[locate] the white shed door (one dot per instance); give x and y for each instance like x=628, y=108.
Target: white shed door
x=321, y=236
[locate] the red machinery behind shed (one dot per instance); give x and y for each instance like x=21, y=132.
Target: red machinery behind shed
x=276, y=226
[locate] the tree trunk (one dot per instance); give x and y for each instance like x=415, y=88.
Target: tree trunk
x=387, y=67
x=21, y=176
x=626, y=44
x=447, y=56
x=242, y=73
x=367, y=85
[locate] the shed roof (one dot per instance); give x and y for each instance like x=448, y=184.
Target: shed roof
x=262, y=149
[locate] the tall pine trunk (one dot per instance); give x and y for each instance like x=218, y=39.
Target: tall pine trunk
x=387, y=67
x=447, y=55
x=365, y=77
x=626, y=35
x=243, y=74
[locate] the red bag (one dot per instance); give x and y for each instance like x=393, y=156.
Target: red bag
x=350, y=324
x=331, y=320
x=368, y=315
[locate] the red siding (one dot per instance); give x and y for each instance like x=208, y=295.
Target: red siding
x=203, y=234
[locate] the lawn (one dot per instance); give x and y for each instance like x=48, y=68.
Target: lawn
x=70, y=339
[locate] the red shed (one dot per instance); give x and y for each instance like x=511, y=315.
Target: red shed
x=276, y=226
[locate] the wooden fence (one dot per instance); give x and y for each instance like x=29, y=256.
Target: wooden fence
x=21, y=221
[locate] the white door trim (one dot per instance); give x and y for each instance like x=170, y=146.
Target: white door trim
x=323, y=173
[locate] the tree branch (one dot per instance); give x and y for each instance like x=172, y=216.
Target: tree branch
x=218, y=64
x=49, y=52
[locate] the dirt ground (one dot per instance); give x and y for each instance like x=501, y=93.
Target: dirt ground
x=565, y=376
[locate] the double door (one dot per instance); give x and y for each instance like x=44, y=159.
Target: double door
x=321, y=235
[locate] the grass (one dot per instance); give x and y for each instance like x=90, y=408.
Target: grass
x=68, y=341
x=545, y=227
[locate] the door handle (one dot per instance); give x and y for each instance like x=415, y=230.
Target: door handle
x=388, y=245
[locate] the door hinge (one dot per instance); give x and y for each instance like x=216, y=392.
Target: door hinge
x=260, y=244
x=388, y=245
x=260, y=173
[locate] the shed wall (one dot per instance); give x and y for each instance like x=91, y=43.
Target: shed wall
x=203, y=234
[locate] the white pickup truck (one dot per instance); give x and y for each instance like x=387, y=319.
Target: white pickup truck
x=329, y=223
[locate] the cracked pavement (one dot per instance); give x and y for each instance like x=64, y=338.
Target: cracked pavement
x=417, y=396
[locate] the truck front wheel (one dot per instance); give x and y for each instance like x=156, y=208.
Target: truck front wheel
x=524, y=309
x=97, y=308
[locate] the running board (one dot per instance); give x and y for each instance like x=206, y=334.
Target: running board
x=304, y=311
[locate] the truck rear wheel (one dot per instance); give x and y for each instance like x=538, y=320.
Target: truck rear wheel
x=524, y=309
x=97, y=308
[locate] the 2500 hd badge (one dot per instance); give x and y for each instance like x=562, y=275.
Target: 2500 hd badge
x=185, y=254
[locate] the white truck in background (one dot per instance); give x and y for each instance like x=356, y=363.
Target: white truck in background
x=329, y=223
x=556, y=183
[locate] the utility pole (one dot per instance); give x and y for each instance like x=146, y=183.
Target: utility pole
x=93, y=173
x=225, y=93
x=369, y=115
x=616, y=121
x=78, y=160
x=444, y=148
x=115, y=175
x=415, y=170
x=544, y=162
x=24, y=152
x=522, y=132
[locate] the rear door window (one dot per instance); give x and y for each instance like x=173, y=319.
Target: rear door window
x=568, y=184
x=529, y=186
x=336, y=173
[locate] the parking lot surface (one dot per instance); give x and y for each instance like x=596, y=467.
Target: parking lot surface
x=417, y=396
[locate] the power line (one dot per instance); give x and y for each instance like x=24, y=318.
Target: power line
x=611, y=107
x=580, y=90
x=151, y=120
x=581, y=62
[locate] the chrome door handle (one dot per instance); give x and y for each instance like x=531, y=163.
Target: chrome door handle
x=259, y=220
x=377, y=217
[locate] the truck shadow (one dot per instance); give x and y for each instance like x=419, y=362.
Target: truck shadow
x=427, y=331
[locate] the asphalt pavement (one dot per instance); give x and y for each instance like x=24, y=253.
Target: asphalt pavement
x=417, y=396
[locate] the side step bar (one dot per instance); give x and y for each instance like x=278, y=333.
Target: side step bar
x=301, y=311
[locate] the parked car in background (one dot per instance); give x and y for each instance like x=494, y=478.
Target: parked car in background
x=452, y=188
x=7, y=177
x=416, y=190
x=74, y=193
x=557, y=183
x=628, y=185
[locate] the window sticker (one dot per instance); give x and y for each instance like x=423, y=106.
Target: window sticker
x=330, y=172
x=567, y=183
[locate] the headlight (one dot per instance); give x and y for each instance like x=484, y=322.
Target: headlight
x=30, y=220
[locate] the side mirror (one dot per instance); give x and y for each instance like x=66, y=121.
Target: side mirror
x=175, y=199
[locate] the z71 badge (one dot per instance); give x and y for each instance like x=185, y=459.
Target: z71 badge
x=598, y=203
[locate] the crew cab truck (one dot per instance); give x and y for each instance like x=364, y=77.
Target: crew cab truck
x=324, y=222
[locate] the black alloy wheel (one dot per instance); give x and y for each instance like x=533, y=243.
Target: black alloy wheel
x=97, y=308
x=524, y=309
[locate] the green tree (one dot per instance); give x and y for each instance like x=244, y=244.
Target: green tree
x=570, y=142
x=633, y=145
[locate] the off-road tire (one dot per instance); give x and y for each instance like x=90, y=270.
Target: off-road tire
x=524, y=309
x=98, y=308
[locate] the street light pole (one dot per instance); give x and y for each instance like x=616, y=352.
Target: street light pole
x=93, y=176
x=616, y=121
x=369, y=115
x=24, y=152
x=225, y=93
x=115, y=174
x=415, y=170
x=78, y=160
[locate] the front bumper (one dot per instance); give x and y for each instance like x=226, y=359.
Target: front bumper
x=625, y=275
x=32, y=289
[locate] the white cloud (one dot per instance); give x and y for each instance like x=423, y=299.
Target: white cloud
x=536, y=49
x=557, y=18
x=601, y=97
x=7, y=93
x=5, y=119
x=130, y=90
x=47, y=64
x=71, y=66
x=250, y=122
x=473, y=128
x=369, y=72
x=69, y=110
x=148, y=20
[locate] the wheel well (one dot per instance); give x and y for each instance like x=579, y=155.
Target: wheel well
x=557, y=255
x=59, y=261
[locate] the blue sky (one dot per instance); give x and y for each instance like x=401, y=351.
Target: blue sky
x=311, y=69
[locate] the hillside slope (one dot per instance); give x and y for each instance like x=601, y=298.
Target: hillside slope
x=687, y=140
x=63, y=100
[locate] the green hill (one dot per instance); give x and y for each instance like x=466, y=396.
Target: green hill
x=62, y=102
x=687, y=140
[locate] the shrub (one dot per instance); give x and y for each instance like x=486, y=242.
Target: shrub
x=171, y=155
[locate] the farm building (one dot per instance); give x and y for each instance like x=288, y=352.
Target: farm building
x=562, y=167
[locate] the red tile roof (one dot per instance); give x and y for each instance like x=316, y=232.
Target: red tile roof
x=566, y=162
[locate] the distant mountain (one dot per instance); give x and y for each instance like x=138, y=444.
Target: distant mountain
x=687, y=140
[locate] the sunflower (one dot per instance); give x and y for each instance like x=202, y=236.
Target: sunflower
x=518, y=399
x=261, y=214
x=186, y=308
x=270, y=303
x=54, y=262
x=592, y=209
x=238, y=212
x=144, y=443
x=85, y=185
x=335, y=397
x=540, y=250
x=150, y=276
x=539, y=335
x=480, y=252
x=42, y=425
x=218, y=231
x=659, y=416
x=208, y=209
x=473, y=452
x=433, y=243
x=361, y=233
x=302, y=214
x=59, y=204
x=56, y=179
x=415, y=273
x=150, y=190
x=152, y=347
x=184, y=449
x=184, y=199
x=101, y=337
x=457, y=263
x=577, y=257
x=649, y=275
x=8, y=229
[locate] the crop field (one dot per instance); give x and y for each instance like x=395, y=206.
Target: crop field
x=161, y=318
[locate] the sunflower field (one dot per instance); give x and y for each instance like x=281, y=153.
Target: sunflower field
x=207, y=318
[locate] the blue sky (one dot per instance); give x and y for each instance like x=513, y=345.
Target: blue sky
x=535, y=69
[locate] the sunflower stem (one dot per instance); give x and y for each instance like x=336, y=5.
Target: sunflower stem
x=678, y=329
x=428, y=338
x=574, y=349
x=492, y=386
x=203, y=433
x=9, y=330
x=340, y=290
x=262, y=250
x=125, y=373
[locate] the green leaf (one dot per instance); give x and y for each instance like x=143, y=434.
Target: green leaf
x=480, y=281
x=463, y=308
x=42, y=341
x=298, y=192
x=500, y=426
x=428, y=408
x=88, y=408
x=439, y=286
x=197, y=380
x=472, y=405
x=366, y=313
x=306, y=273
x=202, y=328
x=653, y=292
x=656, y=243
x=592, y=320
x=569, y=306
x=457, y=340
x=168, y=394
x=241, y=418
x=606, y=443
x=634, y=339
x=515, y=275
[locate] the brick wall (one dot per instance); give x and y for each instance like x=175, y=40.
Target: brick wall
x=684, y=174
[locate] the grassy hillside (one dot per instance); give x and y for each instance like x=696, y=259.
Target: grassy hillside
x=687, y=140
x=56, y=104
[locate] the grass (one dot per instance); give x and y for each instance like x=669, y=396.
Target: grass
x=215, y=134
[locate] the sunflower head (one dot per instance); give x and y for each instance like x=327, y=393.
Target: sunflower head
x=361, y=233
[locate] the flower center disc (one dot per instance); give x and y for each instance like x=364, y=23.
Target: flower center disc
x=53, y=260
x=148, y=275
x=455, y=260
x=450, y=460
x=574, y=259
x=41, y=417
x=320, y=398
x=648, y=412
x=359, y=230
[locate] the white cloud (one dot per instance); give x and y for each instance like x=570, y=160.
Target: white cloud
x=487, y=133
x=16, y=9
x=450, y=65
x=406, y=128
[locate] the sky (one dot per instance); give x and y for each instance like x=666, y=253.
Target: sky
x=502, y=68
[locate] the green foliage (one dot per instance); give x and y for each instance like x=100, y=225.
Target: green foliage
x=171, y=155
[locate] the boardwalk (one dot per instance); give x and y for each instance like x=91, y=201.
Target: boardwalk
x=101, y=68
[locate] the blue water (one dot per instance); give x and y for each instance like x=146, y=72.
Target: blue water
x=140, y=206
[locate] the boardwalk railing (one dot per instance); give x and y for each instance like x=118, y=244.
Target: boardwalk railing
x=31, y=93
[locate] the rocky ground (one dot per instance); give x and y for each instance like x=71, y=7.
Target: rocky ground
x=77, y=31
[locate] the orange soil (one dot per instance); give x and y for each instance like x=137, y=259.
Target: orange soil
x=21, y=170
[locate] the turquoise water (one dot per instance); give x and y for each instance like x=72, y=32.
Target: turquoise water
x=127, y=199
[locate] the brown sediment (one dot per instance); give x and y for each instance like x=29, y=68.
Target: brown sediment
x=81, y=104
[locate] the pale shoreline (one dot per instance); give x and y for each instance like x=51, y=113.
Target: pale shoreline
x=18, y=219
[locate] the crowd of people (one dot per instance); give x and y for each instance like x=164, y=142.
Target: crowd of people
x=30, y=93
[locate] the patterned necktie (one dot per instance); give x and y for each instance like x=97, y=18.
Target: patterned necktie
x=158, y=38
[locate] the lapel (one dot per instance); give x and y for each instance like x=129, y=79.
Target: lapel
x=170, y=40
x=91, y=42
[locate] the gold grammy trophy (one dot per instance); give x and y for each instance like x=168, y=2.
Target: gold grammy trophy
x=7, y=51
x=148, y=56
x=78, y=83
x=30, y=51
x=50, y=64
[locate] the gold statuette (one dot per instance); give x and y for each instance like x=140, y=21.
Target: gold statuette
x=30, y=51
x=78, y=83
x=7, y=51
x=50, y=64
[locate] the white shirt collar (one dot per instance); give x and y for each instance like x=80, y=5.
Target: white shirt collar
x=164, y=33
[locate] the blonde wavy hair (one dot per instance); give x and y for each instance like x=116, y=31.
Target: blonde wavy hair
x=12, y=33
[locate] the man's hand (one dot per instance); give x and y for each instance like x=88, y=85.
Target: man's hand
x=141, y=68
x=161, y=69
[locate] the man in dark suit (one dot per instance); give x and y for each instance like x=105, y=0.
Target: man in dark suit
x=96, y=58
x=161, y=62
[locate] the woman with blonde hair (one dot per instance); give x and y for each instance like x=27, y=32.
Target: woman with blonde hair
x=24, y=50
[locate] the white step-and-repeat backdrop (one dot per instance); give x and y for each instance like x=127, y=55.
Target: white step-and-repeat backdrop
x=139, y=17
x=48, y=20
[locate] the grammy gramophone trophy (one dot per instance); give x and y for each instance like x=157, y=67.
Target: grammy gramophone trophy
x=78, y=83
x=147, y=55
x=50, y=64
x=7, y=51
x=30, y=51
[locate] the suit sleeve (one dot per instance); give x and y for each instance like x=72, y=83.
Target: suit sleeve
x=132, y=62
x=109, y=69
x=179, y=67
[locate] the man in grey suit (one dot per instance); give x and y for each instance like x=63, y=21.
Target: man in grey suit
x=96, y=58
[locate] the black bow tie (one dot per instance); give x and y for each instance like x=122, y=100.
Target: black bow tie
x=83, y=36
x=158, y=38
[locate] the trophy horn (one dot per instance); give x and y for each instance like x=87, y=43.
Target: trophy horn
——————————
GOAL » Quote only the lines from the one containing "[locate] the woman" through the final line of the records, with both ends included.

REPLY »
[locate] the woman with blonde hair (one dot per instance); give x and y for each instance like x=27, y=32.
Target: woman with blonde hair
x=24, y=50
[locate] the white step-and-repeat backdrop (one dot per instance); give x and y for each instance like x=127, y=55.
Target: white step-and-repeat backdrop
x=139, y=17
x=48, y=20
[locate] the grammy gramophone trophy (one dot per instance); give x and y for each instance like x=157, y=67.
Target: grammy gramophone trophy
x=78, y=83
x=147, y=55
x=50, y=64
x=7, y=51
x=30, y=51
[locate] the suit sleeve (one dot per instance); give x and y for each instance like x=72, y=83.
Target: suit sleeve
x=132, y=62
x=109, y=69
x=179, y=67
[locate] the man in grey suit (one dot per instance); give x and y for each instance like x=63, y=21.
Target: man in grey suit
x=96, y=58
[locate] the black bow tie (one dot per instance); give x and y for each instance like x=122, y=100.
Target: black bow tie
x=83, y=36
x=158, y=38
[locate] the trophy horn (one dot per instance); give x and y for each instance like x=87, y=43.
Target: trophy horn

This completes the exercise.